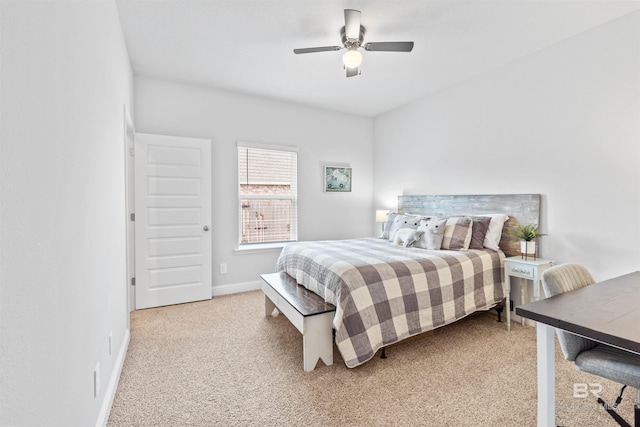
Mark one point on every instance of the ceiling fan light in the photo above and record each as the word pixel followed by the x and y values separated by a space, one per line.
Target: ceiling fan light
pixel 352 58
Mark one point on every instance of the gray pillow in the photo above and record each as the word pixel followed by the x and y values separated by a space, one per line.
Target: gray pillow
pixel 457 233
pixel 433 234
pixel 478 231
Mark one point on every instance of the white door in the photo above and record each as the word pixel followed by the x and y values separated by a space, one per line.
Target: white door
pixel 173 217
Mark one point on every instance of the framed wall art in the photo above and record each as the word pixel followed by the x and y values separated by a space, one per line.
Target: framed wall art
pixel 337 179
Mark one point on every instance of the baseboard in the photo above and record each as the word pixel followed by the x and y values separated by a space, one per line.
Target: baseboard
pixel 110 392
pixel 235 288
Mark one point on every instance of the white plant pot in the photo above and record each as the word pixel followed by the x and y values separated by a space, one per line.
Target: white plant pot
pixel 528 248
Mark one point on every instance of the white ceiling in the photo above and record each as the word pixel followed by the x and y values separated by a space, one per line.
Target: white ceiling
pixel 247 46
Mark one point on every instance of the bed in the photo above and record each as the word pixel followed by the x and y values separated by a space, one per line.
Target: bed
pixel 385 292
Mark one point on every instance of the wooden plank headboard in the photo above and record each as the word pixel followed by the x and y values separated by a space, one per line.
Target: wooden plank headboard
pixel 521 208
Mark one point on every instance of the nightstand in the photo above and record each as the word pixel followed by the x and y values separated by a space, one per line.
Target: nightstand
pixel 530 269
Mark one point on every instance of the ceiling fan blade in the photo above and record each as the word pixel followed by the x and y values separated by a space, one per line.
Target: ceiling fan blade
pixel 389 46
pixel 351 72
pixel 317 49
pixel 352 23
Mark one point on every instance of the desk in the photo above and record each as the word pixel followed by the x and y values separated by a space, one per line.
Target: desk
pixel 607 312
pixel 530 269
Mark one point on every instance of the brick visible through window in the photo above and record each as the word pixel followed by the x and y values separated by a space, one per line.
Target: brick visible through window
pixel 267 194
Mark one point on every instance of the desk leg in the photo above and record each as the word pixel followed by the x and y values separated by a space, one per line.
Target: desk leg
pixel 507 284
pixel 546 375
pixel 524 296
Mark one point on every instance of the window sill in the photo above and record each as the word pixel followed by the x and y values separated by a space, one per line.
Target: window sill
pixel 259 248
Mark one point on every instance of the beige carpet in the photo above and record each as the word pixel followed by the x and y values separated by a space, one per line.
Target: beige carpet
pixel 222 362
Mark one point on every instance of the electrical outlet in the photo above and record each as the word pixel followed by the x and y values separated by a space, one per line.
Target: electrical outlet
pixel 96 380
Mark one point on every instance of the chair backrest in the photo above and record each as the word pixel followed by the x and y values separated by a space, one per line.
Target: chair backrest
pixel 565 278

^^^^^^^^^^^^^^^^

A verbatim copy of the listing, with all pictures removed, is required.

Mark one point on every instance of the ceiling fan light in the photo above and record each as the word pixel followed by the x and y values separated by a space, one per line.
Target: ceiling fan light
pixel 352 58
Mark one point on every instance of the gray pillow in the photo above and record each as the word pixel followed by the x and y values separated by a space, one per line.
Target: gray pillow
pixel 457 233
pixel 433 234
pixel 478 231
Mark one point on every instance of the white door in the photo above and record each as the word pixel followed by the x and y values separated by a space, one per line.
Target: white door
pixel 173 217
Mark one point on every instance of the framed wall art in the photo above and record each as the word pixel followed by the x and y values separated by a space, one per line.
Target: framed wall art
pixel 337 179
Mark one point on every instance of the baseboard in the photo above and record each as the word pixel followed by the x and y values separated by a space, one per line.
Target: baseboard
pixel 110 392
pixel 235 288
Mark one point on every instance of the white plant pot in the photo above and record each as the word pixel followed by the x and y values separated by a space, one per line.
Target: white plant pot
pixel 528 248
Mark one point on every instance of the white ceiling in the photo above and record each as the word pixel followed by the x and y values separated by a space, one per line.
Target: white ceiling
pixel 247 46
Mark one point on every instance of the bed in the photo above and record each as the word pixel followed by the x and y values separated by a space, one per line.
Target: bed
pixel 385 292
Mark one point on every instance of the wooden plank headboard in the photo above and record each as the word pixel followed by the x and y values separated by a space, one per line.
Target: wooden plank headboard
pixel 521 208
Mark one point on every instance of the nightstand in the photo above and record each as the word pixel followed by the x and y values separated by a space, one per line.
Target: nightstand
pixel 530 269
Mark one point on every instance of the ceiling fan blade in the photo above and record each as the word pixel followed by the x and y values separated by a space, one per line.
Target: ceiling fan blade
pixel 389 46
pixel 351 72
pixel 317 49
pixel 352 23
Mark one point on every instance of the desk in the photo above and record each as the word pixel followed by the x and y values separated by a space, one per line.
Target: desk
pixel 607 312
pixel 530 269
Mark one point on every instance of the brick visible through window in the photo above and record each as the word pixel followed by the x and y values separated by a space, one per line.
Target: brick visible through window
pixel 267 194
Mark one point on every instance of the desk leg in the photo above and record each as the word pixel followed by the x and y values separated by a space, one per line.
Target: desk leg
pixel 507 284
pixel 546 375
pixel 524 296
Mark one point on every instance of the window sill in the photo above and record each as the word pixel followed by the x and y values separated by a space, one per line.
Target: window sill
pixel 259 248
Mark one point on every instance of the beige carpet in the photo above and record each as the word pixel followed by the x and y values separated by a space, one per line.
Target: beige carpet
pixel 222 362
Mark one point on every instance of the electrical outlet in the photo above and record each as the word pixel followed by the x and y values separated by a space, one per line.
Target: electrical outlet
pixel 96 380
Mark one point on every instance of the chair backrest in the photo above and record each as the word pixel followed by the x and y values separated by a space, one per line.
Target: chair backrest
pixel 565 278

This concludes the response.